#### About this task:
Scan the lines below for the string "collar" and copy every one that has it.

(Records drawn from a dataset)
☆ ☆ ☆

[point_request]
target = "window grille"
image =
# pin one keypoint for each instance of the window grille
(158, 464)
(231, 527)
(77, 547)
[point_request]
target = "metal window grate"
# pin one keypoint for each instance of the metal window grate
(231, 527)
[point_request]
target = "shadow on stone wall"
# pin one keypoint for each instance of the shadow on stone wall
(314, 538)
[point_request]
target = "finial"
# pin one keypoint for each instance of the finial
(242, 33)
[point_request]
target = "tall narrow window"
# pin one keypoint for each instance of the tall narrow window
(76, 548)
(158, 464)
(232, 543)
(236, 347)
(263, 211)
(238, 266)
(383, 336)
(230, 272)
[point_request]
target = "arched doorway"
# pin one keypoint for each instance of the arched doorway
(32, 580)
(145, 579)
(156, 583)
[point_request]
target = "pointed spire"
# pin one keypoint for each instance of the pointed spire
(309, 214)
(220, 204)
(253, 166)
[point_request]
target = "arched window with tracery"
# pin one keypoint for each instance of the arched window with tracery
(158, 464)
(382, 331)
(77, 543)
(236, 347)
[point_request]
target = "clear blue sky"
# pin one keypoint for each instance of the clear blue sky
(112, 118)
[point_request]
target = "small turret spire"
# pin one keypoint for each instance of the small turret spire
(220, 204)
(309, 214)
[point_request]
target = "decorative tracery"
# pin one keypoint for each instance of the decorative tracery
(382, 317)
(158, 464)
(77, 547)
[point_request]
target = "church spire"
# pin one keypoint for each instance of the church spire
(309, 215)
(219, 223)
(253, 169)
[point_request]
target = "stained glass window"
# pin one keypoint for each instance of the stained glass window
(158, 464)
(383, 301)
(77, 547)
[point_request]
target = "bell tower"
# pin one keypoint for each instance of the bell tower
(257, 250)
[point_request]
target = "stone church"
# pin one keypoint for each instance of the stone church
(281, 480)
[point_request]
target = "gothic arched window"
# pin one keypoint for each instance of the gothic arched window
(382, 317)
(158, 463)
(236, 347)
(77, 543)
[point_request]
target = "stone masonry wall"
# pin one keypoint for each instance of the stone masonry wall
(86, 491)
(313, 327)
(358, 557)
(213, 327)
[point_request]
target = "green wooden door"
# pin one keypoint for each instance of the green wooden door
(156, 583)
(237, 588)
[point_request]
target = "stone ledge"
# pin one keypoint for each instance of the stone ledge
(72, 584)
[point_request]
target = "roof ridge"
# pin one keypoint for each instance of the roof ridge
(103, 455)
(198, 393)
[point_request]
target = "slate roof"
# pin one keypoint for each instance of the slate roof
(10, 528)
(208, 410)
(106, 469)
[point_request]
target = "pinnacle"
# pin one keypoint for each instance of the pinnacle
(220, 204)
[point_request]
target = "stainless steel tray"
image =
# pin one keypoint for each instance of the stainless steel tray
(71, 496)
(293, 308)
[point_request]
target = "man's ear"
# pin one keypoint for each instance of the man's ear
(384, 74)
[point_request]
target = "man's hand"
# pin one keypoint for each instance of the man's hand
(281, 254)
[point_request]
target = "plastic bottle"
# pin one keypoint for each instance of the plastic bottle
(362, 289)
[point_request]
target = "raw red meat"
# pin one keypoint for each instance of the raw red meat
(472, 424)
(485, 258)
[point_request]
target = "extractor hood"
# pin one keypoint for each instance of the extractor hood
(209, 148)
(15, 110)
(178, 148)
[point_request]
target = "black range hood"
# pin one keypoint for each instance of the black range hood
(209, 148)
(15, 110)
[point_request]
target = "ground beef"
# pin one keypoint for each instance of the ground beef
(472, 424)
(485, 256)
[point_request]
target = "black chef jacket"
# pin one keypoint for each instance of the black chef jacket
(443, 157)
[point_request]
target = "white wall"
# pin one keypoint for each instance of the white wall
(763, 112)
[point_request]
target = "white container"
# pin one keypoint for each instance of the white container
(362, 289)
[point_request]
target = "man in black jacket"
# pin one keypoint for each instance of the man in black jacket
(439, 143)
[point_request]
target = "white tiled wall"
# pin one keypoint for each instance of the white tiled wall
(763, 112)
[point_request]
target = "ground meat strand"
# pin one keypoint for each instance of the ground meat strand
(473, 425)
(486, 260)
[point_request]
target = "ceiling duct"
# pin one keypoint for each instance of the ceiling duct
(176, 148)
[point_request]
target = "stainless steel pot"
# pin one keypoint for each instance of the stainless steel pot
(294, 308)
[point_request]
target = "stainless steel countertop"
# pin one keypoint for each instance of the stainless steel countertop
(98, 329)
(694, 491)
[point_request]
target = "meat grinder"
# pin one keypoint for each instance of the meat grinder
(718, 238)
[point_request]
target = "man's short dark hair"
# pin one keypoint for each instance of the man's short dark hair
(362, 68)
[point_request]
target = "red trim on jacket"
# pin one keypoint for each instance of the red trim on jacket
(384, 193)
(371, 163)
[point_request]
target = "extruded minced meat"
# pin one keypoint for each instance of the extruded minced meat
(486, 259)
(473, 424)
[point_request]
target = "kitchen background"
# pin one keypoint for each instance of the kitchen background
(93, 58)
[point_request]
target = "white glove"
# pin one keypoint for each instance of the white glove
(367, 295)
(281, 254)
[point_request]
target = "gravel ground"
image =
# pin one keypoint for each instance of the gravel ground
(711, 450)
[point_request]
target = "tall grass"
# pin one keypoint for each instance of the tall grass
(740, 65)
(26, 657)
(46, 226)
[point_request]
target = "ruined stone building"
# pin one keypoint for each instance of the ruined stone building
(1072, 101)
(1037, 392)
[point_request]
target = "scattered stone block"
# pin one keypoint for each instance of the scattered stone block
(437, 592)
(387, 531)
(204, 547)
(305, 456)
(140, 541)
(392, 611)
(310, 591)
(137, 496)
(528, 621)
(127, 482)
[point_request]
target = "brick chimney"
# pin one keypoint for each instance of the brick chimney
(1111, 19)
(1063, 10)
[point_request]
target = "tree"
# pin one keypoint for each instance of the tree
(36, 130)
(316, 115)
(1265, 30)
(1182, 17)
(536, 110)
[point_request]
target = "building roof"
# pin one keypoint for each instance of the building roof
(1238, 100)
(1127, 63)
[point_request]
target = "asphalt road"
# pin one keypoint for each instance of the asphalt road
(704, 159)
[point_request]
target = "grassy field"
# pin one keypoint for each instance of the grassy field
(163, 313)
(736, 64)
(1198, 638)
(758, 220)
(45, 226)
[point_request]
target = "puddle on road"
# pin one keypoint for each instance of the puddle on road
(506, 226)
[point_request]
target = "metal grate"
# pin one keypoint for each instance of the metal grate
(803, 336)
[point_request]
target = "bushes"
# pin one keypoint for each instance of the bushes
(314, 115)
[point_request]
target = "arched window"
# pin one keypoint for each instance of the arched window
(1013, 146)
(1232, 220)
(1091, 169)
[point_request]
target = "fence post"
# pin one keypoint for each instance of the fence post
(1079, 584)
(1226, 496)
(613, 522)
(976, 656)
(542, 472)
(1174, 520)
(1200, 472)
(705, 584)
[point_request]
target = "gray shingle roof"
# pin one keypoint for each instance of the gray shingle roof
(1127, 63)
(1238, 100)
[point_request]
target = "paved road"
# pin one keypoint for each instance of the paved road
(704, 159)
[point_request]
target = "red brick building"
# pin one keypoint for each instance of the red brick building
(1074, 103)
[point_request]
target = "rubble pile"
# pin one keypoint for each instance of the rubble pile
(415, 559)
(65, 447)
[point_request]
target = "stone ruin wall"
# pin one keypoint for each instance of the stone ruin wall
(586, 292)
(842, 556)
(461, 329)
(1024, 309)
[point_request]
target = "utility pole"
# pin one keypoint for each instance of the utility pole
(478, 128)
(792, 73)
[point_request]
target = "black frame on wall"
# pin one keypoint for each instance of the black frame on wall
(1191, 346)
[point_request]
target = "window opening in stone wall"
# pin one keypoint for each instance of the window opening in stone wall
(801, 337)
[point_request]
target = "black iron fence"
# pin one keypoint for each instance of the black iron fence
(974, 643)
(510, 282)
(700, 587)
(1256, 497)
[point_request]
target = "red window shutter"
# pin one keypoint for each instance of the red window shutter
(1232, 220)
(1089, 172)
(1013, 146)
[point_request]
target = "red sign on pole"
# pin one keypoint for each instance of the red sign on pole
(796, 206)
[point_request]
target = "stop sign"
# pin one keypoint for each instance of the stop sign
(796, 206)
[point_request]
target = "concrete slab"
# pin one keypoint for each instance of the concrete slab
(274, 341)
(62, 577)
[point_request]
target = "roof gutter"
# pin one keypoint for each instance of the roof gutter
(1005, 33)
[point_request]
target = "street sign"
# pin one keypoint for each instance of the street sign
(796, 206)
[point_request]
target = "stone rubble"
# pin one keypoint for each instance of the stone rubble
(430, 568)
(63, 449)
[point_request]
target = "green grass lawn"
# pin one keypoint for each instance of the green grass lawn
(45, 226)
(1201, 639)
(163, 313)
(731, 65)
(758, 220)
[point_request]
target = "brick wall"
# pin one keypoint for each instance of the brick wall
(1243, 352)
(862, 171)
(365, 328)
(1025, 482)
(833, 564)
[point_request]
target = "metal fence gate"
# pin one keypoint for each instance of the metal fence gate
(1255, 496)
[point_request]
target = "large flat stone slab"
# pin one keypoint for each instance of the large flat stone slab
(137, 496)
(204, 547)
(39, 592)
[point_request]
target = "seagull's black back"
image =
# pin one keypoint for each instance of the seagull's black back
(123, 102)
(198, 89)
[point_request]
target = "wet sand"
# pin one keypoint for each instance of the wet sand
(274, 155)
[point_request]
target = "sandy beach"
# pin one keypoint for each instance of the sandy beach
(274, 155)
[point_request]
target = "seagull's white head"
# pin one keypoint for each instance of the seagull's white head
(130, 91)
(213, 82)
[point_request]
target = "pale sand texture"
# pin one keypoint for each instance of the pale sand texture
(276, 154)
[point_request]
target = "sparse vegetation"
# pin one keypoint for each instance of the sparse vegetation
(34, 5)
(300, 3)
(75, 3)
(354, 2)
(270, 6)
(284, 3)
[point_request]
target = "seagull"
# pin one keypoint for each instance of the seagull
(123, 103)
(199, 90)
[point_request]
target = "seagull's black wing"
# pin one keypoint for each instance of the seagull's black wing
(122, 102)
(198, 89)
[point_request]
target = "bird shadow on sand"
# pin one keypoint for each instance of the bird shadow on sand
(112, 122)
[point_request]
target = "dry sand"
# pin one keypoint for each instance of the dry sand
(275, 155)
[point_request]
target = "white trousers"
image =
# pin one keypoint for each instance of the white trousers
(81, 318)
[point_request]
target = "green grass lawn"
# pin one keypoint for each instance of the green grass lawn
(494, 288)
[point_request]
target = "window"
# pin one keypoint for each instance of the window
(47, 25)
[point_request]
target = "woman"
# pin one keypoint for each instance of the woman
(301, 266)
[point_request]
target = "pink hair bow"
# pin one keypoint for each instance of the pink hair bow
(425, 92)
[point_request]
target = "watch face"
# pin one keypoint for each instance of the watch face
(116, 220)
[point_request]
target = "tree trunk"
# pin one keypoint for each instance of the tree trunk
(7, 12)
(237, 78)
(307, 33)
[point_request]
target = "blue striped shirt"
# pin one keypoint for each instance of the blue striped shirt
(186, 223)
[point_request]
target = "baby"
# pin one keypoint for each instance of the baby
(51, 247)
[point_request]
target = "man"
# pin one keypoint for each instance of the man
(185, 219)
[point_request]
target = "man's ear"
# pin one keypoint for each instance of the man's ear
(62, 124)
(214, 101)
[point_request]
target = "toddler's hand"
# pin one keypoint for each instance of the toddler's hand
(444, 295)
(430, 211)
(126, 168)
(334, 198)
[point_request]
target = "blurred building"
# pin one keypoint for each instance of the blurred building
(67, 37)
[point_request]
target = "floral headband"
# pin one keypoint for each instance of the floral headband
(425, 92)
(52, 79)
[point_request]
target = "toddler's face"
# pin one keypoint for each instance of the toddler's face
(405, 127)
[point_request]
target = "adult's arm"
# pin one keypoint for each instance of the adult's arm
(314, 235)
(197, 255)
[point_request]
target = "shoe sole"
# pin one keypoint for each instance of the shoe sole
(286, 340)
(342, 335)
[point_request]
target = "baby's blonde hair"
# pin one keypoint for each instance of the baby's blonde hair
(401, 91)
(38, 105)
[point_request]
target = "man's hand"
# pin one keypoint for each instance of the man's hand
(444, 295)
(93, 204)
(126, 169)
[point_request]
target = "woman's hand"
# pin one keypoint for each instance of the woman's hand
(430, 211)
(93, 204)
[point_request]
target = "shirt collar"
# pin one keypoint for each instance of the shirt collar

☆ ☆ ☆

#### Answer box:
target = "shirt collar"
# pin one keypoint for each instance of the shirt collar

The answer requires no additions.